# [WRITTEN TASK A]
Write out the part of the PowerPoint post from "Powerpoint – the" up to and including "of a lecturer!".

# [PASSAGE PROVIDED]
────────
Inarticulate ramblings of a management consultant

the day to day experiences of a consultant operating in weird and wonderful client situations

Powerpoint – the bane of our clients’ lives

The very mention of the application will generate distress, horror or at best a sort of resigned numbness amongst those who engage with management consultants. It’s extraordinary what an impact this illustration and presentation tool has had in the field of work. Everywhere we look, PowerPoint is the tool of choice and indeed it is an excellent tool. But what do we see it used for? Often an excuse to write a script for those nervous about presentation; frequently a way of presenting the same idea in three different ways (headline, text and graphic illustration); occasionally some pictures which illuminate a story at best, and sometimes an opportunity to focus on something else than the monotonous drone of a lecturer!
────────
# [WRITTEN TASK B]
In the records, revise the lines from the line with "An instance of the sky" up to and including the line with "[[[0,0],[0,83],[370,75],[370,1]]]" by replacing "sky" with "cloudy sky", and return only those lines with everything else unchanged.
────────
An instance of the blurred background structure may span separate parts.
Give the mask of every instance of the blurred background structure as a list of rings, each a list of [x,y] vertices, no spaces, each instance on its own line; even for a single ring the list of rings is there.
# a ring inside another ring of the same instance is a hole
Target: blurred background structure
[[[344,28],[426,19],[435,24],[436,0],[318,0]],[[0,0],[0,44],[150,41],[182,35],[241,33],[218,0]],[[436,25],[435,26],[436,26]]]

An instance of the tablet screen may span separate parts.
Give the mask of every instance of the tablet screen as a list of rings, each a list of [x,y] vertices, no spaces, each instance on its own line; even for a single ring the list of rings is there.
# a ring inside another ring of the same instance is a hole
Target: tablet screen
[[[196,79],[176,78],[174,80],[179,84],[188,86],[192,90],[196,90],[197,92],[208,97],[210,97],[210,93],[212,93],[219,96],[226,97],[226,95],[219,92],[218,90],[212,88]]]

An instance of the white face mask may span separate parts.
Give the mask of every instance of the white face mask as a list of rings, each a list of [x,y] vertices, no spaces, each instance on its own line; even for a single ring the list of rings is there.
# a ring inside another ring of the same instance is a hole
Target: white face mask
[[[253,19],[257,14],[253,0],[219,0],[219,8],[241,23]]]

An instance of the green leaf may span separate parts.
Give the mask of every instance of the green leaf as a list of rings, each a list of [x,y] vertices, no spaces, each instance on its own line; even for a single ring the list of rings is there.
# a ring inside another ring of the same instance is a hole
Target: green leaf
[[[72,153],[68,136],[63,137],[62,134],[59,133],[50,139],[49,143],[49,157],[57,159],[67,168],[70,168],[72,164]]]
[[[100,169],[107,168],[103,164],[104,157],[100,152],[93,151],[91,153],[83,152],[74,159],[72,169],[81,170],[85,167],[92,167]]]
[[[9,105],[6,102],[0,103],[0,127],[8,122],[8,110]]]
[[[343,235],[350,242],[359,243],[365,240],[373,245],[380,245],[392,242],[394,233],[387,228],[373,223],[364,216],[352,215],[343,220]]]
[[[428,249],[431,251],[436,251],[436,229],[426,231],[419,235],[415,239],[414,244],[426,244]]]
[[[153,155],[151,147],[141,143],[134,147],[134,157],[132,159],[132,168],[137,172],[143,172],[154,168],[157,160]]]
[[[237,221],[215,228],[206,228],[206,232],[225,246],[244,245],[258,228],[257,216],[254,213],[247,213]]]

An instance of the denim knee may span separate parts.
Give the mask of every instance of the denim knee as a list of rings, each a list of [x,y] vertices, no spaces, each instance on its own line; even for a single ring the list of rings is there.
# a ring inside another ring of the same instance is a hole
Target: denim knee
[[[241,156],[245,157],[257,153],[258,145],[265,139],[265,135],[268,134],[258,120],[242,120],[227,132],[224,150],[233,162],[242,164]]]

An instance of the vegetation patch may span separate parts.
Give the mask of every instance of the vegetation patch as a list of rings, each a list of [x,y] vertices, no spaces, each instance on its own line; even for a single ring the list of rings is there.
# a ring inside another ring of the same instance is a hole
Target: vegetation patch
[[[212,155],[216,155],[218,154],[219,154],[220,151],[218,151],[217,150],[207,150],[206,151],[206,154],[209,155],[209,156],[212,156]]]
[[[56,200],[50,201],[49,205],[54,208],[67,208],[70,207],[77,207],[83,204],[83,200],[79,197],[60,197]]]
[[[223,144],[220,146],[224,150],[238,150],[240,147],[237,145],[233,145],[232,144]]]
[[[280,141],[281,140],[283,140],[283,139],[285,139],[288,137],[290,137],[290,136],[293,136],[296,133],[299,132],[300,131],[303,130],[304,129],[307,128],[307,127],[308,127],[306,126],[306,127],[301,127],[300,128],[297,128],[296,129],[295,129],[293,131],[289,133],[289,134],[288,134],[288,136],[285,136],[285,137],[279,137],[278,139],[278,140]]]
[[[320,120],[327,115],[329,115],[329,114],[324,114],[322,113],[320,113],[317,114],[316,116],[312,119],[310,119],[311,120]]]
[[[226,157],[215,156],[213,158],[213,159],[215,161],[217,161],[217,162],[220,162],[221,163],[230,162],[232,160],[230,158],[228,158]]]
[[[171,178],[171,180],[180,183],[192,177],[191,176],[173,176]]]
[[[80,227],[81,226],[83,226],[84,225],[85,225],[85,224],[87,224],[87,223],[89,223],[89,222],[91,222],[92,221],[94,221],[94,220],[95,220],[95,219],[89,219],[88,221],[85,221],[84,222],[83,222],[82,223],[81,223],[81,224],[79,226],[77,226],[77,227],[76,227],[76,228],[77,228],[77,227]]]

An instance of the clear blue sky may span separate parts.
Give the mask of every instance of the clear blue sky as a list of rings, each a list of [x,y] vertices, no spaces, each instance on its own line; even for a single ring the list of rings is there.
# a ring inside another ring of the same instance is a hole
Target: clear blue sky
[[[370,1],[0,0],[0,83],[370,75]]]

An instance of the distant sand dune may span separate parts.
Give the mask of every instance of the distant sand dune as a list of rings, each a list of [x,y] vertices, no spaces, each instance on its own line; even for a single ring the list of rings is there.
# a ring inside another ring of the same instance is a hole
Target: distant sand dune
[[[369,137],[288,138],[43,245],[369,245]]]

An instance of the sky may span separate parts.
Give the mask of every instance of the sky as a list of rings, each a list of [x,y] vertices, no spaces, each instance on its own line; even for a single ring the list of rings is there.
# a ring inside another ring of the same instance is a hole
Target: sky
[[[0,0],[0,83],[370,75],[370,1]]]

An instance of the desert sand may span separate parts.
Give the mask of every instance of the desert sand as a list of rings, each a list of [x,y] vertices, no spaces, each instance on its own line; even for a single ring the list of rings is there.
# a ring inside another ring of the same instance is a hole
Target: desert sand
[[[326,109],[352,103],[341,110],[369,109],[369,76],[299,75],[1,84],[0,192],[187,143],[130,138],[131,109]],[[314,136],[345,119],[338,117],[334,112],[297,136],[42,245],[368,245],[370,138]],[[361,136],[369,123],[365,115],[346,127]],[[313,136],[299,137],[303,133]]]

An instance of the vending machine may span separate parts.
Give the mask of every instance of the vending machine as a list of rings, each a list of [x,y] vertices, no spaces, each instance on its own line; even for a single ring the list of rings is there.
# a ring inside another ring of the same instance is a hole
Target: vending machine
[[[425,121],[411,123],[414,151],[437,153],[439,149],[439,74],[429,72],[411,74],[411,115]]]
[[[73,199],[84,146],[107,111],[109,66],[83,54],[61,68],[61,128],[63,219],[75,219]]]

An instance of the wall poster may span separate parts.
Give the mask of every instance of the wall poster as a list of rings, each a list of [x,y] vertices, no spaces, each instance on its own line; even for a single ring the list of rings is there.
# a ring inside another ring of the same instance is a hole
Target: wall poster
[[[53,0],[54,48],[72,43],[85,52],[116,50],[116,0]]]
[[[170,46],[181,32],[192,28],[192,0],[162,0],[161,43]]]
────────
# [FULL SOLUTION A]
Powerpoint – the bane of our clients’ lives

The very mention of the application will generate distress, horror or at best a sort of resigned numbness amongst those who engage with management consultants. It’s extraordinary what an impact this illustration and presentation tool has had in the field of work. Everywhere we look, PowerPoint is the tool of choice and indeed it is an excellent tool. But what do we see it used for? Often an excuse to write a script for those nervous about presentation; frequently a way of presenting the same idea in three different ways (headline, text and graphic illustration); occasionally some pictures which illuminate a story at best, and sometimes an opportunity to focus on something else than the monotonous drone of a lecturer!

# [FULL SOLUTION B]
An instance of the cloudy sky may span separate parts.
Give the mask of every instance of the cloudy sky as a list of rings, each a list of [x,y] vertices, no spaces, each instance on its own line; even for a single ring the list of rings is there.
# a ring inside another ring of the same instance is a hole
Target: cloudy sky
[[[0,0],[0,83],[370,75],[370,1]]]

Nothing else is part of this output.